Start of Article

Coordinate bug

A good way to think of this problem is to find the $x$ and $y$ co-ordinates separately.

Look at the diagram,

Along the $x$ axis:

If we take a move rightward as positive and the move leftward as negative , then the bug takes the following moves:

$1, \frac{-1}{4}, \frac{1}{16}, \frac{-1}{64} ... \infty$

Notice that it forms an infinite geometric series with common ratio(r) = $\frac{-1}{4}$

Where the bug lands can be thought of as the sum of this infinite geometric series:

$Sum = \frac{a}{1-r}$

$\Rightarrow Sum = \frac{1}{1-\frac{-1}{4}} = \boxed{\frac{4}{5}}$

This gives us the $x$ coordinate.

Along the $y$ axis:

If we take a move upward as positive and the move downward as negative , then the bug takes the following moves:

$\frac{1}{2}, \frac{-1}{8}, \frac{1}{32}, \frac{-1}{128} ... \infty$

Notice again that it forms an infinite geometric series with common ratio(r) = $\frac{-1}{4}$

Again, where the bug lands can be thought of as the sum of this infinite geometric series:

$Sum = \frac{a}{1-r}$

$\Rightarrow Sum = \frac{\frac{1}{2}}{1-\frac{-1}{4}} = \boxed{\frac{2}{5}}$

This gives us the $y$ coordinate.

So, the point where it approaches is $\boxed{(\frac{4}{5}, \frac{2}{5})}$

Say the bug lives in the complex plane, and its path is $z_0,z_1,z_2,\ldots$ . We have $z_0=0$ and $z_{n+1}=z_n+\frac{1}{2^n} e^{in\frac{\pi}{2}}$

which looks ghastly, but encodes both the bug's turning (in the $e^{i n \frac{\pi}{2}}$ term) and the path shortening (in the $\frac{1}{2^n}$ term). This means we can find the bug's ultimate destination - $z_{\infty}$ - by summing a geometric series: $\begin{aligned} z_{\infty}&=\sum_{n=0}^{\infty} \frac{1}{2^n} e^{in\frac{\pi}{2}}\\ &= \frac{1}{1-\frac{1}{2} e^{i\frac{\pi}{2}}}\\ &=\frac{4}{5}+\frac{2}{5} i \end{aligned}$

Convert the $xy$ -plane into the complex plane of $z$ , where the real part $\Re(z) = x$ and imaginary part $\Im(z) = y$ . Let the first move be $u_0 = 1$ , the second move be $u_1 = \frac i2$ , third move be $u_2 = - \frac 14$ and so on. Then the final position of the bug after $n$ th move is given by $z_n = u_0+u_1+u_2 + \cdots + u_{n-1}$ . We note that a turning of $90^\circ$ anticlockwise in a complex plane is equivalent to multiplied by $i$ , the imaginary unit . Then we have:

$\begin{aligned} z_n & = \sum_{k=0}^{n-1} u_k = \sum_{k=0}^{n-1} \left(\frac i2 \right)^k \\ \implies \lim_{n \to \infty} z_n & = \sum_{k=0}^\infty \left(\frac i2 \right)^k = \frac 1{1-\frac i2} = \frac 2{2-i} = \frac {2(2+i)}5 = \frac 45 + \frac 25i \end{aligned}$

Therefore, the final coordinate of the bug is $\boxed{\left(\frac 45, \frac 25\right)}$ .

End of Article
Start of Record excerpts

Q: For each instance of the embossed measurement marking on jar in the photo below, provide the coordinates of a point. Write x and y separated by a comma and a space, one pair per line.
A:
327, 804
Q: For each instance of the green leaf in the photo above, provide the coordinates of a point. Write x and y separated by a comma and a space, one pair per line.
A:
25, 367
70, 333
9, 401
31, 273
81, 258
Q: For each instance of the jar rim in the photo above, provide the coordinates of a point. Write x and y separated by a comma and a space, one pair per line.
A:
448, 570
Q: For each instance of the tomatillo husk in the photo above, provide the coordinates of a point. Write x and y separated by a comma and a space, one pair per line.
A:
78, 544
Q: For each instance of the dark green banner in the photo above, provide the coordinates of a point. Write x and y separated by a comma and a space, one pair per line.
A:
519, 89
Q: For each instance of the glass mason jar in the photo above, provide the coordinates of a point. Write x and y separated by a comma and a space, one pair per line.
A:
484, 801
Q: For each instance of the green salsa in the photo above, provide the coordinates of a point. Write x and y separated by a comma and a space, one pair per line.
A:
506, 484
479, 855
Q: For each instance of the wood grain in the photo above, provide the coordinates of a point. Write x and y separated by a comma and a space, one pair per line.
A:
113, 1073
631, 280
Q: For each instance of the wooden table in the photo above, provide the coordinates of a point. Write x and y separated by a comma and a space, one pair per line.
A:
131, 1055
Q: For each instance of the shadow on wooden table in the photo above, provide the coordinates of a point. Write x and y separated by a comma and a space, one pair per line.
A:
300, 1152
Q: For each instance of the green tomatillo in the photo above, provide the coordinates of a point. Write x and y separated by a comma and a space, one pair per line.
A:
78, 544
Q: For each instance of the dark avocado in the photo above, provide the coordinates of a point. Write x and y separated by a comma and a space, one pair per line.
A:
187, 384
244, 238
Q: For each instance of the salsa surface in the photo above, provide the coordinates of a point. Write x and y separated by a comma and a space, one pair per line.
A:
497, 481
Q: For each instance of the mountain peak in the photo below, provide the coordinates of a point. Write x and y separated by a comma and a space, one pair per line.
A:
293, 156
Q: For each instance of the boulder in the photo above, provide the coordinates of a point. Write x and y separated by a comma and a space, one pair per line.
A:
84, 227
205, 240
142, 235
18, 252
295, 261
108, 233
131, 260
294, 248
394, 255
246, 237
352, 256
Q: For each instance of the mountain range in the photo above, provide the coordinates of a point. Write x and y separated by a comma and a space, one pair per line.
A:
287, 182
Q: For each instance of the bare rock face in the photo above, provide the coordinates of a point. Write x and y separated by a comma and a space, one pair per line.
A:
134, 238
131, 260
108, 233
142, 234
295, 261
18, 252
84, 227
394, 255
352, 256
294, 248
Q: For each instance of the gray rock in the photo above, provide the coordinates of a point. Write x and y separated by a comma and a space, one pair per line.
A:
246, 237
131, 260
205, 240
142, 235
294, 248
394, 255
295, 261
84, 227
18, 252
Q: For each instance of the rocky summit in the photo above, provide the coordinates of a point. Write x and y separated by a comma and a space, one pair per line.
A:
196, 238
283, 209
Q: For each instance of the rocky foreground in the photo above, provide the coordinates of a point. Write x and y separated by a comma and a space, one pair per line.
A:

End of Record excerpts

▶ _What is asked_:
**1.** For each statement about the coordinate bug text, answer yes or no and quote the words that decide it. (a) The series of the bug's moves along the x axis has a common ratio of -1/4. (b) In the complex plane, a 90° anticlockwise turn is the same as multiplying by i. (c) The bug's first move is u_0 = i/2.
**2.** Reproduce the stretch of the coordinate bug text from "Notice that it" through "the $x$ coordinate.", word for word.
**3.** In the coordinate bug text's complex-plane formula for the bug's path, which term encodes the path shortening?
Answer from the coordinate bug text alone, not from the listing.

▶ _Task results_:
**1.**
(a) Yes: "Notice that it forms an infinite geometric series with common ratio(r) = $\frac{-1}{4}$"
(b) Yes: "a turning of $90^\circ$ anticlockwise in a complex plane is equivalent to multiplied by $i$"
(c) No: "Let the first move be $u_0 = 1$ , the second move be $u_1 = \frac i2$"

**2.**
Notice that it forms an infinite geometric series with common ratio(r) = $\frac{-1}{4}$

Where the bug lands can be thought of as the sum of this infinite geometric series:

$Sum = \frac{a}{1-r}$

$\Rightarrow Sum = \frac{1}{1-\frac{-1}{4}} = \boxed{\frac{4}{5}}$

This gives us the $x$ coordinate.

**3.** The $\frac{1}{2^n}$ term encodes the path shortening.